» **AUFGABEN**:
1. Beantworte diese Fragen zum Textauszug:
(a) Welches Instrument spielt Florian Weiss?
(b) In welchem Jahr wurde das Quartett Woodoism gegründet?
(c) Seit wann gehört die Band zum Jazzförderprogramm von Pro Helvetia?
2. Gib den Abschnitt der Zeilen vom Anfang bis einschließlich der Zeile mit „point(219, 92)“ als nummerierte Liste ohne Leerzeilen aus. Bilder lässt du dabei weg.

Jazz made in Switzerland #1

Jazz made in Switzerland #1

Various

nWog / Hammer Recor / Eigenverlag

Florian Weiss' Woodoism / Arbenz-Menari-Veras / ramur

 

Florian Weiss' Woodoism
Alternate Reality

nWog


Der Posaunist Florian Weiss hat das Quartett Woodoism mit dem Saxofonisten Linus Amstad, dem Bassisten Valentin von Fischer und dem Drummer Philipp Leibundgut 2014 aus der Taufe gehoben. Vier Jahre später wurde der Band bereits der renommierte ZKB-Jazzpreis und der entsprechende Publikumspreis zugesprochen. Seit 2020 ist die Band Teil des dreijährigen Jazzförderprogramms von Pro Helvetia.

» **ÜBUNGSMATERIAL**:
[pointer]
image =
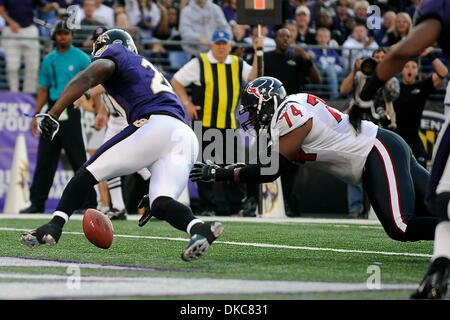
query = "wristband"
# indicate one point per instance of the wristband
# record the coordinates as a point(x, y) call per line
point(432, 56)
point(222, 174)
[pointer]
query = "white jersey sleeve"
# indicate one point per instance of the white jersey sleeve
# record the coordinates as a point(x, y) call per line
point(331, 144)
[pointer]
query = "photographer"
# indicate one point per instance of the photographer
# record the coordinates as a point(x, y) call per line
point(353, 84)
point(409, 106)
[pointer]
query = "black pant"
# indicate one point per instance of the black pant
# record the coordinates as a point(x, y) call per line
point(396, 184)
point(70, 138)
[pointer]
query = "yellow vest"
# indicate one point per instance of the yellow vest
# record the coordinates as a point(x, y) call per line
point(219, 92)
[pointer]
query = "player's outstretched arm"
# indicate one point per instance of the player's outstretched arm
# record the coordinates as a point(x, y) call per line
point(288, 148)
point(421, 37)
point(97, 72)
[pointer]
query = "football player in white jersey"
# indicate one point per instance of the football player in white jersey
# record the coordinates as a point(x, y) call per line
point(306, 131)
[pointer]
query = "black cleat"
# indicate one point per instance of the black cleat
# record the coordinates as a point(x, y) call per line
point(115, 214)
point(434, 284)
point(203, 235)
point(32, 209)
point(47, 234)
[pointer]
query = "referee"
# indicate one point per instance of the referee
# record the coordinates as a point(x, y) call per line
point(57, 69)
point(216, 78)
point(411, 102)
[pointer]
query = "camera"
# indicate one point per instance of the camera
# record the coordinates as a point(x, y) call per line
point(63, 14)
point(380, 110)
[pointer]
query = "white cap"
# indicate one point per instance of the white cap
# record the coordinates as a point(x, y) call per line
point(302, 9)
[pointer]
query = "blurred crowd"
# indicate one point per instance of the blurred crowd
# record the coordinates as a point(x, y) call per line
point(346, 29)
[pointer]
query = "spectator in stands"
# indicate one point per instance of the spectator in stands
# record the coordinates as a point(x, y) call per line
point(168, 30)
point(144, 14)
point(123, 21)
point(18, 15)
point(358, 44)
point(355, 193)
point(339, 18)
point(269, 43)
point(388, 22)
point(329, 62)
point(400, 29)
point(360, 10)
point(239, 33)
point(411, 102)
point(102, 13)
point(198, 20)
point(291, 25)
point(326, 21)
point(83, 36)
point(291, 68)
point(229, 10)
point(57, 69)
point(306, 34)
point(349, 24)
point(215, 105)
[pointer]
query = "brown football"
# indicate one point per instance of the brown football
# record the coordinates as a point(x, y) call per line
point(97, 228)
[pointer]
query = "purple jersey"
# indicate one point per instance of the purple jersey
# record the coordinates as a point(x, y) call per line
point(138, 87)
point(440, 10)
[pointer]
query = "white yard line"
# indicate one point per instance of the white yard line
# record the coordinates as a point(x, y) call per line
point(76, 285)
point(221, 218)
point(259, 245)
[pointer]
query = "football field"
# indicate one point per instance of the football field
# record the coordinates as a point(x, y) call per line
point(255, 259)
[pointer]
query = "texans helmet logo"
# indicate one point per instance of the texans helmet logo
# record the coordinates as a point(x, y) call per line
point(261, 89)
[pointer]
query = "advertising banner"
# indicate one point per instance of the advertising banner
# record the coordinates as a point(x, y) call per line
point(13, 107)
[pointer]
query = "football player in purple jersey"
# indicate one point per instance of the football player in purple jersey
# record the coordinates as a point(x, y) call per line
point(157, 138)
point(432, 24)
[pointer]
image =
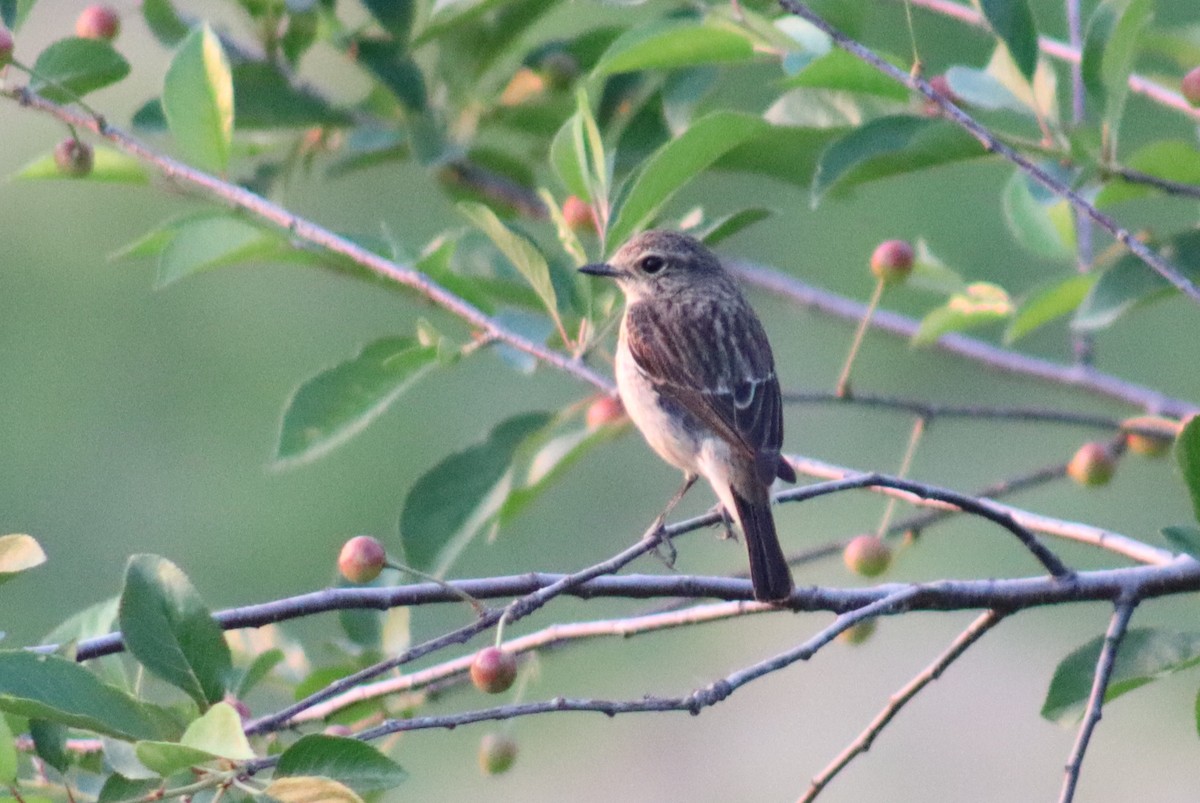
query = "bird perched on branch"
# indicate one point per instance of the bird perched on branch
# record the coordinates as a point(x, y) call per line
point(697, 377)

» **ANTWORTEN**:
1.
(a) Posaune
(b) 2014
(c) Seit 2020

2.
1. [pointer]
2. image =
3. query = "wristband"
4. # indicate one point per instance of the wristband
5. # record the coordinates as a point(x, y) call per line
6. point(432, 56)
7. point(222, 174)
8. [pointer]
9. query = "white jersey sleeve"
10. # indicate one point per instance of the white jersey sleeve
11. # record the coordinates as a point(x, y) call per line
12. point(331, 144)
13. [pointer]
14. query = "photographer"
15. # indicate one point per instance of the photographer
16. # record the coordinates as a point(x, y) call per line
17. point(353, 84)
18. point(409, 106)
19. [pointer]
20. query = "black pant"
21. # indicate one point per instance of the black pant
22. # record the coordinates as a point(x, y) call per line
23. point(396, 184)
24. point(70, 138)
25. [pointer]
26. query = "yellow vest"
27. # indicate one point per instance of the yellow vest
28. # record the coordinates as a point(x, y) call per line
29. point(219, 92)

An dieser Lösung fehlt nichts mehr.